▶ **Set tasks**:
1. What is the Spanish translation of this sentence from the passage on archaeological heritage in Mexico: "Of these projects only one was in Oaxaca, and this was Monte Alban."?
2. Can you carry on the passage on archaeological heritage in Mexico, starting after its last sentence?

-- BEGIN Selected text --

This type of contradiction has characterized the neoliberal policies introduced in Mexico by recent administrations. Such policies have thus far failed to develop a coherent response either to cultural diversity or to the tremendous social and economic inequality which marks contemporary Mexico. I am not going to enter into a wide-ranging discussion of national politics. These comments simply place in a broader context the official discourse regarding archaeological heritage conservation, helping us to understand the place conservation occupies in the wider policy arena.

As we have seen across this project, most recently official attention to archaeological heritage in Mexico has consisted of selecting 14 spectacular zones in which to develop projects better understood in terms of scenography than archaeology, and which had as a final goal tourism and other forms of commercial exploitation. Of these projects only one was in Oaxaca, and this was Monte Alban.

In this case it is clear the conservation issue was not seen in its cultural and natural context, as I have tried to describe here. Instead the site was addressed solely in terms of its monumental areas with rapid exploration and massive reconstruction. Equally the project deemed as a fact that archaeological areas are "federal property" without the legal process of purchase or condemnation with compensation that assures for INAH tenure over land within the bounded areas and the right to exploit the subsoil therein.Nevertheless, another federal agency charged with regulating land use, stated and published "the property regime in the area will not be modified" (SEDESOL 1996: 3), that is, that communal and ejido land , as well as private lands contained within the boundary, would continue with the same status and that the boundary-setting exercise contemplated only the regulation of land use.

-- END Selected text --
-- BEGIN Records supplied --

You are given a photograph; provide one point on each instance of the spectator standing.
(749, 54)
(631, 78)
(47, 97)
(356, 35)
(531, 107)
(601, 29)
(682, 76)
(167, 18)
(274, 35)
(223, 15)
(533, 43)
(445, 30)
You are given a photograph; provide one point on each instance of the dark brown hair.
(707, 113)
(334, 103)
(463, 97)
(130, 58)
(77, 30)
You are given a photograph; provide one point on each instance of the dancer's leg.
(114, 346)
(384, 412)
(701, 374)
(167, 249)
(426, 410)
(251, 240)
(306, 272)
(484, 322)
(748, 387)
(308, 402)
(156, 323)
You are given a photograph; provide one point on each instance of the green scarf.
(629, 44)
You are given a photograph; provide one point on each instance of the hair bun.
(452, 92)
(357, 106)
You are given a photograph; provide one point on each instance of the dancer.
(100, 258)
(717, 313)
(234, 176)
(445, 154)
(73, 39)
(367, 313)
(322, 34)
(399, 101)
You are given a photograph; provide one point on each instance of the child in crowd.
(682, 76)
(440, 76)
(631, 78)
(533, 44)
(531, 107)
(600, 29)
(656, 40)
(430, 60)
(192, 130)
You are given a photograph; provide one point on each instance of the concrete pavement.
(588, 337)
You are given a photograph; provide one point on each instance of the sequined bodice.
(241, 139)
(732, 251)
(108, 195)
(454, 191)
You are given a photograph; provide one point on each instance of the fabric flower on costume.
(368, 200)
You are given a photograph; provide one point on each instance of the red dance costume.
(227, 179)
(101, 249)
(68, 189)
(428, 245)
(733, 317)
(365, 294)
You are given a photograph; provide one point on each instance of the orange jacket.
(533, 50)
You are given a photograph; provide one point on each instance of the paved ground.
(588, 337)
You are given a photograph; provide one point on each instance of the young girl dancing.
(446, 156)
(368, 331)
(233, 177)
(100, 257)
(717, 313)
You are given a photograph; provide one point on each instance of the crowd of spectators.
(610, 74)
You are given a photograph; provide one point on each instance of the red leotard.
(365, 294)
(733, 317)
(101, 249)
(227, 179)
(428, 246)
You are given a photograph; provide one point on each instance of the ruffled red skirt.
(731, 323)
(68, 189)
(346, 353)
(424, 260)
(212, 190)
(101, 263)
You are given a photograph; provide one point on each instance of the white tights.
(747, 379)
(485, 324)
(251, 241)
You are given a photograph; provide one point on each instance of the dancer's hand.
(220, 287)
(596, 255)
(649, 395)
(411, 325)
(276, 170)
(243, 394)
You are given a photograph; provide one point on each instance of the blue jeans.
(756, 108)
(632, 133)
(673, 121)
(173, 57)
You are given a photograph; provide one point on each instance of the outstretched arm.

-- END Records supplied --

▶ **Answers per task**:
1. De estos proyectos, solo uno estaba en Oaxaca, y ese fue Monte Albán.

2.
Unfortunately I have to say this was not the only special project managed with a lack of theoretical, legal, and technical focus on conservation, as this neglect was a constant in the management of projects oriented toward tourism. Within these contradictions in site management there has at no time been credit either for the customary law or the tremendous organizational capacity which social groups, marginal or legitimate, have demonstrated when confronted by government intervention into their affairs.

Mitla is an interesting example in the sense of being considered as an archaeological site "practically lost"—in the words of more than one INAH official—which at the same time represents for the owners of the housing which surrounds the site pieces of land they have "won" despite the presence and opposition of INAH. In the same sense, thorough research on the different social groups with interests in the site in order to do more effective conservation planning—interpreted as "getting yourself in trouble" in the words of the same INAH officials—signifies a fertile research filed in archaeological resource management and practically the only possibility for exploring alternative projects of heritage conservation grounded in community participation and understanding.

Analysis carried out through anthropological research at Mitla and Monte Alban makes it possible to recognize that the operational framework imposed by the structures of power associated with cultural resources management does not coincide with the official discourse in Mexico. Nor is it consistent with the frameworks for cultural resources management in other countries as a contemporary response to possible sustainable use of archaeological heritage. Instead it once again falls into the practice of academic isolation which, as noted at the start of this study, bring more adverse than beneficial consequences at all levels.

Here we see the process of archaeological heritage conservation finds itself immersed in a whirlpool of contradictions stemming from the complexity of social and political interests it touches. It is understood and in general terms accepted that the Mexican national government jealously guards for itself resources highly valued for historic and aesthetic reasons. Nevertheless, this position does not have to be an obstacle to updating approaches to research, conservation, and economic use of archaeological monuments for collective benefit. To accomplish this I propose an approach to archaeological resources management consistent with national realities, including:

  1. involvement of communities and groups with capacities for self-management in the sustainable development of sites, with the benefits and responsibilities this arrangement creates.
  2. assuring professionals in the field be true specialists as defined in the course of this analysis, and not just imports from the discipline of archaeology.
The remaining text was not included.